Belge alıntısı =>
━━━━━━━━━━━━━━━━━━━━━━━━━━━━━━
Bodrum'a yerleşmek üzerine... Şans bunun neresinde?
Yazın bitmekte olduğunu anladığım bir gösterge de, bu blogun
istatistik raporları. Haziran ayından itibaren tıklanma sayısı artıyor. Ağustos
ayında zirve yapıyor, sonra azalmaya başlıyor. Buraya aldığım grafikte her yaz
döneminde arttığını görebilirsiniz. Bu istatistiklerden ben de kendime göre
bazı sonuçlar çıkarıyorum. Mesela bu bloğun en çok tıklanan yazısı “Bodrum’da
nereye yerleşilir?” başlıklı yazı. İkinci sırada “Bodrum’a tatil için
geliyorsunuz. Peki nereye geliyorsunuz?” başlıklı yazı. Bu iki yazının tıklanma
sayılarını da aşağıdaki istatistikte görebilirsiniz. Bodrum’a tatile
geliyorsunuz başlıklı yazının en çok tıklanma dönemi haziran-eylül arası.
Bodrum’a yerleşmek istiyorum yazısının da tıklanması ağustos’tan sonra artmaya
başlıyor ve eylül-ekim aylarında zirve yapıyor. Benim yorumum şu; Bodrum’a
gelmeyi düşünenler yazın internette araştırma yaparken benim yazımı görüyorlar.
Tatilden sonra bir kesim -diyelim İstanbul’a döndüğünde- “yahu biz burada ne
yapıyoruz?” sorusunu kurcalamaya başlıyorlar. Bu sefer de Bodrum’da nereye
yerleşilir konusu gündeme geliyor, o zaman da diğer yazıma denk geliyorlar.
İstanbul’a gittiğimde veya burada karşılaştığım İstanbul’dan
gelenlerle sohbet ederken, rakı masasında filan ne zaman Bodrum’a yerleşme
konusu açılsa, çok farklı kişiden benzer tepkileri, görüşleri alıyorum. Bu konu
hakkındaki fikirlerimi anlatmak, toplu bir cevap verebilmek için bu yazıyı
yazmak istedim. Belki birilerine yararı olur, yol gösterir. Bana söylenenleri
ve öne sürülen argümanları yazıp altlarını doldurayım.
━━━━━━━━━━━━━━━━━━━━━━━━━━━━━━
Yapılacak görevler =>
a. Bodrum'a yerleşme yazısındaki "Haziran ayından itibaren tıklanma sayısı artıyor." cümlesini İngilizceye çevirin.
b. Bodrum'a yerleşme yazısına göre yazar bu yazıyı neden kaleme almak istemiştir? Bir ila üç cümleyle açıklayın.
c. Bodrum'a yerleşme yazısından bir bölümü birebir kopyalayın: "Tatilden sonra bir" ifadesinin geçtiği yerden başlayın, "yazıp altlarını doldurayım." sözcüklerinden sonra durun.
Kayıtların bu işte hiçbir rolü yoktur.

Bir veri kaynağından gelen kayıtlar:
━━━━━━━━━━━━━━━━━━━━━━━━━━━━━━
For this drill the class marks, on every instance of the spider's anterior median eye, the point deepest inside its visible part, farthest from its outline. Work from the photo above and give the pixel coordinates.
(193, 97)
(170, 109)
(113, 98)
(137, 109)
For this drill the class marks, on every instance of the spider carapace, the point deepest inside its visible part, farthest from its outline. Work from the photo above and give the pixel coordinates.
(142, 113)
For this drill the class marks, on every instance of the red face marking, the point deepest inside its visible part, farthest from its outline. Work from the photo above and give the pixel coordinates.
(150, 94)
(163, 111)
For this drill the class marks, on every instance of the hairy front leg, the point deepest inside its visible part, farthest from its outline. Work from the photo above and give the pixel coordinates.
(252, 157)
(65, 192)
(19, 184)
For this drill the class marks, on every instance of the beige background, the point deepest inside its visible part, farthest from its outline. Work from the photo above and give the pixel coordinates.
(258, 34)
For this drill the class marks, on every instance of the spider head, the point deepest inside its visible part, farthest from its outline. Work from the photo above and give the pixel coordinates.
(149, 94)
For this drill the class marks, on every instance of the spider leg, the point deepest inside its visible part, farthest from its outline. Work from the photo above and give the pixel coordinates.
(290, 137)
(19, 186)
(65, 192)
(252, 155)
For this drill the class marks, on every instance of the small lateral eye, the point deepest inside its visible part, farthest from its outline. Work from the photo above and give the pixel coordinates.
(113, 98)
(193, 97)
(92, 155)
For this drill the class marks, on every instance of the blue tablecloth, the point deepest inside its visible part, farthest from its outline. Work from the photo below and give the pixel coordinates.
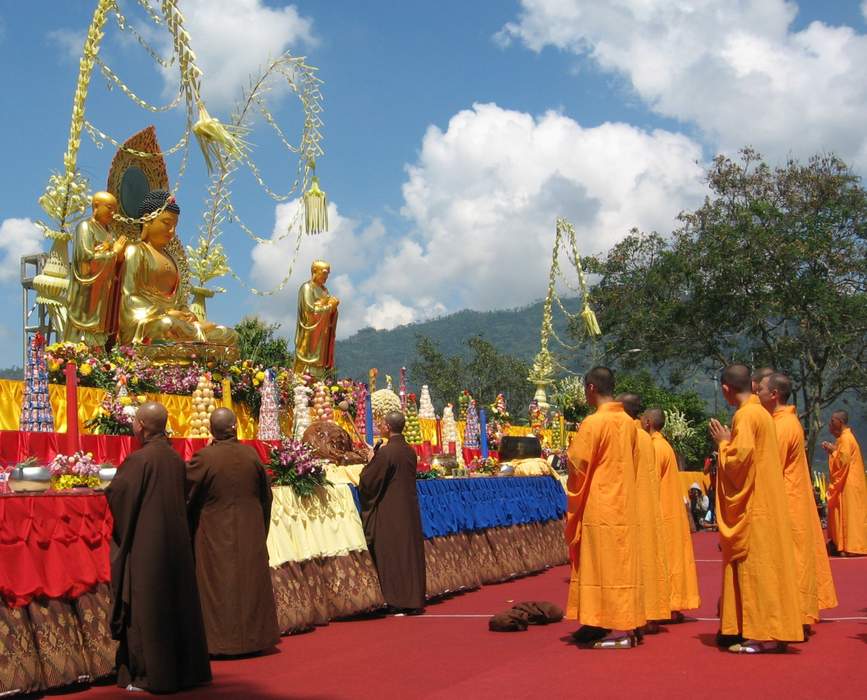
━━━━━━━━━━━━━━━━━━━━━━━━━━━━━━
Yanıtlar =>
a. The number of clicks increases starting in June.

b. Bodrum'a yerleşme konusu açıldığında, İstanbul'da ya da Bodrum'da sohbet ettiği çok farklı kişiden benzer tepkiler ve görüşler alıyor. Bu konudaki fikirlerini anlatmak ve hepsine toplu bir cevap verebilmek için yazıyı yazmak istemiş. Yazının birilerine yararlı olabileceğini ve yol gösterebileceğini de umuyor.

c.
Tatilden sonra bir kesim -diyelim İstanbul’a döndüğünde- “yahu biz burada ne
yapıyoruz?” sorusunu kurcalamaya başlıyorlar. Bu sefer de Bodrum’da nereye
yerleşilir konusu gündeme geliyor, o zaman da diğer yazıma denk geliyorlar.
İstanbul’a gittiğimde veya burada karşılaştığım İstanbul’dan
gelenlerle sohbet ederken, rakı masasında filan ne zaman Bodrum’a yerleşme
konusu açılsa, çok farklı kişiden benzer tepkileri, görüşleri alıyorum. Bu konu
hakkındaki fikirlerimi anlatmak, toplu bir cevap verebilmek için bu yazıyı
yazmak istedim. Belki birilerine yararı olur, yol gösterir. Bana söylenenleri
ve öne sürülen argümanları yazıp altlarını doldurayım.